▶ Requirement A
According to the cryptanalysis text, linear and differential cryptanalysis were first designed to help break which system?
▶ Requirement B
Pick up the cryptanalysis text after its last sentence and keep writing.

▶ Text segment
================================
# Cryptanalysis Background

**Cryptanalysis** is the study of cryptosystems with the objective of attacking them and decrypting codes and ciphers. The field includes rigorous mathematical investigation of encryption and decryption algorithms as well as side-channel attacks whereby flaws in implementation are exploited rather than a mathematical flaw in the algorithm itself.

Cryptanalysis generally falls into one of several categories which can be broadly considered to be **ciphertext only** (where only the encrypted output is known), **known plaintext** (where the plaintext corresponding to some given ciphertext is known), **chosen plaintext** (where the cryptanalyst may choose plaintext and receive the related ciphertext) and **chosen ciphertext attacks** (where the cryptanalyst may choose some ciphertext and receive the corresponding plaintext).

In other tutorials we have seen simple cryptanalysis such as **letter frequency analysis** in the field of affine ciphers. This considers the letter frequencies in natural language and in some given ciphertext and uses this information to reverse engineer the encryption key mapping letters to one another based on the frequency with which they occur.

# Linear & Differential Cryptanalysis

In this tutorial we will consider linear and differential cryptanalysis. These are both instances of *known plaintext attacks* where to be effective a certain amount of plaintext and its corresponding ciphertext must be known. The approaches were initially designed to aid in breaking the Data Encryption Standard (DES). In this case the fact that the algorithm was known (although the key in each case was not) enabled plaintext to be encrypted by the cryptanalyst to see the related ciphertext.

**Linear cryptanalysis** is an approach where we aim to find affine approximations to the action of a cipher. Letter frequency analysis is one of the simplest forms of linear cryptanalysis. **Differential cryptanalysis** is an approach to cryptanalysis whereby differences in inputs are mapped to differences in outputs and patterns in the mappings of plaintext edits to ciphertext variation are used to reverse engineer a key.
================================
(Items from a data source)
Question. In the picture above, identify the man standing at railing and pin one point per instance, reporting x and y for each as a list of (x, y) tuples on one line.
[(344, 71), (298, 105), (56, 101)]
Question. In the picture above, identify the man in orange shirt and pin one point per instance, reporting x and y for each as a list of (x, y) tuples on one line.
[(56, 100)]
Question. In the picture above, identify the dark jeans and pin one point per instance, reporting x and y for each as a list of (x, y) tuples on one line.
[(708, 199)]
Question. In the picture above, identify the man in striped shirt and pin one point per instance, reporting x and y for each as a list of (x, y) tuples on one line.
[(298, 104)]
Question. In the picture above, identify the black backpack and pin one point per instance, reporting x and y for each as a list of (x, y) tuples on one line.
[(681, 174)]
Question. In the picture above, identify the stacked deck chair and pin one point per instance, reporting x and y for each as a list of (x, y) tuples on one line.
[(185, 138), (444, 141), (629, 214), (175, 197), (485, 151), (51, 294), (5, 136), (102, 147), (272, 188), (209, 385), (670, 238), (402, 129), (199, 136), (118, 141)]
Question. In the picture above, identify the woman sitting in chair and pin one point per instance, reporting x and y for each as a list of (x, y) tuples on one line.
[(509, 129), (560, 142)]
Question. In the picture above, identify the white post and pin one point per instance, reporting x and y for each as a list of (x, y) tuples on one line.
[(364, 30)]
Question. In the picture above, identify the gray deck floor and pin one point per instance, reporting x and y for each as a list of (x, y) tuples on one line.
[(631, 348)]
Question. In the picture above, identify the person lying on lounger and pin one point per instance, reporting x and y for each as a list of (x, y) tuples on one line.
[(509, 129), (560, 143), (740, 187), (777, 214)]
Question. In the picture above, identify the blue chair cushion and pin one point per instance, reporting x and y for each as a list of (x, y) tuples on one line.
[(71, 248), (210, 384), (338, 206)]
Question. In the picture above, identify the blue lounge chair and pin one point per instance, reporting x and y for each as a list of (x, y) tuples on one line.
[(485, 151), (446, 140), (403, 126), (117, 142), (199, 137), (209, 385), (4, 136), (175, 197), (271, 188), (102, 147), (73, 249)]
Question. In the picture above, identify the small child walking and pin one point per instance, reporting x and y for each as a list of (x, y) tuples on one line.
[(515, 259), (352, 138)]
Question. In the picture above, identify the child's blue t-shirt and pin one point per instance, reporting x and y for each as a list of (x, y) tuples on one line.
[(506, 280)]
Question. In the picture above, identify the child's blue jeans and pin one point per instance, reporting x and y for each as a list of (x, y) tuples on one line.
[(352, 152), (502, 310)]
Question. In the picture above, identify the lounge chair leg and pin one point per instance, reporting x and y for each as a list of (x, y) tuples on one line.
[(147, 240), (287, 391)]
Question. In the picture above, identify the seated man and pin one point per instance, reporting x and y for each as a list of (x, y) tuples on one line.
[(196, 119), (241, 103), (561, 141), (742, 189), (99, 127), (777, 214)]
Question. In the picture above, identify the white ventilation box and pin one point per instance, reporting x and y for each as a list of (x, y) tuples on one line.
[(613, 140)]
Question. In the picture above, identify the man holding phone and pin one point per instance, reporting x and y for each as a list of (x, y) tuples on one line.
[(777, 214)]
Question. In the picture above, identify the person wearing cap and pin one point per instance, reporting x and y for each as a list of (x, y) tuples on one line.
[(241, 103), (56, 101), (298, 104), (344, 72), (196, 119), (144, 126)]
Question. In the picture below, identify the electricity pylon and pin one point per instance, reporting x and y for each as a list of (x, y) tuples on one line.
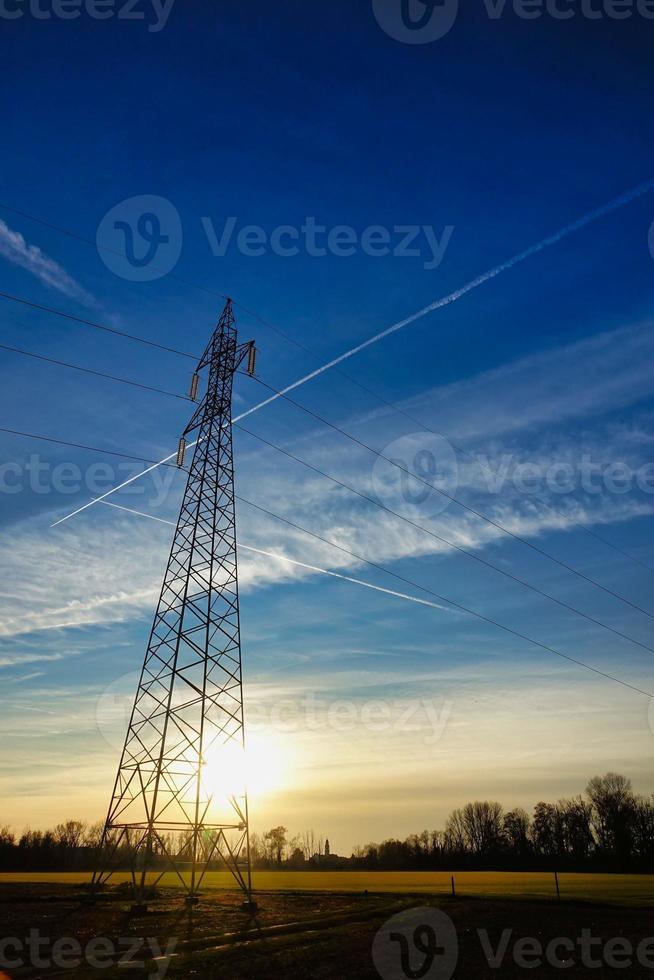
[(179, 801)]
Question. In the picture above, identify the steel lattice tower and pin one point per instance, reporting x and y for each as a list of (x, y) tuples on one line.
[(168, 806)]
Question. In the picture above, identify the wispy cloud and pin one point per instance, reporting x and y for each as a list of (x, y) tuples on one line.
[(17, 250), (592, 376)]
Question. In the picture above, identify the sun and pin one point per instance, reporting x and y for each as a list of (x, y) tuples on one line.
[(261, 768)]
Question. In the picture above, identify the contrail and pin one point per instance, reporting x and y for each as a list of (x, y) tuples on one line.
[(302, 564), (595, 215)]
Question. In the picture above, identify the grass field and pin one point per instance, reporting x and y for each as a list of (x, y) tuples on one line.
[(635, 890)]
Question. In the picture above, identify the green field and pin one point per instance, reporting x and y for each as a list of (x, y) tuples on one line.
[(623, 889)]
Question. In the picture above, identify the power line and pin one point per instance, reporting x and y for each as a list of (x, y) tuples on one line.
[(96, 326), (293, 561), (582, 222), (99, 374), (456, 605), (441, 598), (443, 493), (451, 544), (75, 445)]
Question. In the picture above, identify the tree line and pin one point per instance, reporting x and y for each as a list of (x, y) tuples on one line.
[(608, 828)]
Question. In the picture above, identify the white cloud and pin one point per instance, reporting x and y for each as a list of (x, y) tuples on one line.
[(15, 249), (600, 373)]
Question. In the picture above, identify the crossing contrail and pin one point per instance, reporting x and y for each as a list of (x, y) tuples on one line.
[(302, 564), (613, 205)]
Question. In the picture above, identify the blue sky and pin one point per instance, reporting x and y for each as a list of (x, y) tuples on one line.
================================
▶ Expected output A
The Data Encryption Standard (DES).

▶ Expected output B
Linear and differential cryptanalysis are most often applied to *block ciphers* (encryption functions operating on messages that are split into blocks). They are *symmetric key algorithms*.

# Linear Cryptanalysis

The paradigm of linear cryptanalysis was originally designed in 1993 as a theoretical attack on DES. It is now used widely on block ciphers across the field of cryptanalysis and is an effective starting point for developing more complex attacks.

Linear cryptanalysis posits a linear relationship between the elements (characters or individual bits) of plaintext, the ciphertext, and the key. It therefore tries to find a linear approximation to the action of a cipher, i.e. if "ciphertext = *f*(plaintext, key)", then we are trying to find a linear approximation of *f*.

Any linear relation between the plaintext bits and ciphertext bits can be written as a chain of exclusive-or operations of the following form:

\begin{aligned}
&\ X_{i_1}\oplus X_{i_2}\oplus\cdots\oplus X_{i_u}\oplus Y_{j_1}\oplus Y_{j_2}\oplus\cdots\oplus Y_{j_v} \\
&= K_{k_1}\oplus K_{k_2}\oplus\cdots\oplus K_{k_w}
\end{aligned}

where ⊕ denotes the binary operation XOR (exclusive-OR), *X*_{i} denotes the *i*^{th} bit of the input *X* = [*X*_{1}, *X*_{2}, …], *Y*_{j} denotes the *j*^{th} bit of the output *Y* = [*Y*_{1}, *Y*_{2}, …] and *K*_{k} denotes the *k*^{th} bit of the key *K* = [*K*_{1}, *K*_{2}, …]. The sum therefore denotes the XOR ‘sum’ of *u* input and *v* output bits vs *w *private key bits.

Howard Heys (2002) summarizes the process of linear cryptanalysis well in his introductory paper “*A Tutorial on Linear and Differential Cryptanalysis*”. He says,

The approach in linear cryptanalysis is to determine expressions of the form above which have a high or low probability of occurrence. (No obvious linearity such as above should hold for all input and output values or the cipher would be trivially weak.) If a cipher displays a tendency for [the] equation [above] to hold with high probability or not hold with high probability, this is evidence of the cipher’s poor randomization abilities. Consider that if we randomly selected values for [...] bits and placed them into the equation above, the probability that the expression would hold would be exactly ½. It is the deviation or bias from the probability of ½ for an expression to hold that is exploited in linear cryptanalysis: the further away that a linear expression is from holding with a probability of ½, the better the cryptanalyst is able to apply linear cryptanalysis.

This quote tells us the fundamental paradigm of linear (and indeed differential) cryptanalysis. The cryptanalyst aims to exploit the fact that encryption is non-random, attaining information through the measurement of deviations from random behavior.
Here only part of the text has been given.